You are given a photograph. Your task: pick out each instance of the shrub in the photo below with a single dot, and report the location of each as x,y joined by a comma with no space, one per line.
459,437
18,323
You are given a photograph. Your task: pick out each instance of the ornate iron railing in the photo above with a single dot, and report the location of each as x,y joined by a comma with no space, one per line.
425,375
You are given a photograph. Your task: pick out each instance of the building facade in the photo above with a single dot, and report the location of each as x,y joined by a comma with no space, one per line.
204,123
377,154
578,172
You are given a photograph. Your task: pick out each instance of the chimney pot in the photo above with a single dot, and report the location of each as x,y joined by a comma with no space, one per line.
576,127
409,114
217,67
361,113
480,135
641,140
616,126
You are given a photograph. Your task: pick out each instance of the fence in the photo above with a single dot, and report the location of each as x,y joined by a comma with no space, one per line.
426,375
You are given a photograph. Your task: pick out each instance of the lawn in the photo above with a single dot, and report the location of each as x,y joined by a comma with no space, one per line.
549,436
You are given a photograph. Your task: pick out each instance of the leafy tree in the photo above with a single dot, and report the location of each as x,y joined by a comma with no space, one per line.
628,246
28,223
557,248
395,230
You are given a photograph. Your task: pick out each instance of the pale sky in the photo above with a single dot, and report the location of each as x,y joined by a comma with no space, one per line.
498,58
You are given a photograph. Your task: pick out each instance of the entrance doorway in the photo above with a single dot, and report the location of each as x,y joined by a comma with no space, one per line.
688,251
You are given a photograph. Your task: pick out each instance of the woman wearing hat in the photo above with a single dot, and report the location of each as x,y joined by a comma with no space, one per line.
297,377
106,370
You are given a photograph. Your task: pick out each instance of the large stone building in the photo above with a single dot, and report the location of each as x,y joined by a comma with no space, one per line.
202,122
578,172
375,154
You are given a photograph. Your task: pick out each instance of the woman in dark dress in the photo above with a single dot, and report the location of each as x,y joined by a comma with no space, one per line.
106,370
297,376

☆ ☆ ☆ ☆ ☆ ☆ ☆

▶ _Exercise goal_: Copy the records above word for word, every line in its original order.

▶ _Solution to the exercise_:
You are given a photograph. Your task: pick out each instance of the shrub in the photo below with a single dot, and report the location of each as x,y joined by a comma with no space, one per line.
459,437
18,323
You are given a photograph. Your task: pick out each instance of the ornate iron railing in the photo above with a single dot, and report the location of each as x,y joined by a comma with no space, one per line.
425,375
You are given a photograph. Your task: pick out each instance of the building facade in the photo above with a single dot, and report the location of each as x,y joined by a comma with no space, one per line.
204,123
377,154
578,172
You are given a photograph. Your task: pick out each instance of the chimney pot in the photo above with a single dot, and report the location of each as x,y joined by a comma with no space, one per line.
576,127
409,114
217,67
361,113
480,135
641,140
616,126
You are given a photograph. Your task: pick out each instance of the fence in the photo above with a single dot, and report the location of each as x,y joined by a comma with no space, one per line.
426,375
You are given a photograph. Your task: pick out each instance of the lawn in the photo above with a single dot, and report the location of each as x,y joined by a comma with no space, one per line.
549,436
You are given a photograph. Your task: pick out each instance of the leafy tree in the photo above with a single dot, and report the location of each as x,y joined by a comma with no space, one per line.
628,246
28,223
557,248
395,230
You are given a photograph. Your task: pick out each instance of the pale sky in the photo above with a single dot, and report the location of each as x,y joined by a comma with no space, one per line.
498,58
You are given a photograph. Your task: pick out each instance of the entrance doorway in the photo above with a single dot, and report the location of each as x,y joined by a comma with no space, one per line.
688,251
You are given a photograph. Your task: pick out each instance of the woman wearing hat in the photo above with a single dot, and report the location of each as x,y joined by a comma with no space, one per line.
297,377
106,370
You are given a photograph. Your task: pick out each instance of the large stone building in the photo above with a single dot, and report the location of each as x,y joined by a comma with no space, one per line.
202,122
578,172
375,154
You are given a photograph. Your task: pick out each instance of the woman in dark dress in the photo above with a single dot, and report the location of each as x,y joined by a comma with no space, one per line.
106,370
297,376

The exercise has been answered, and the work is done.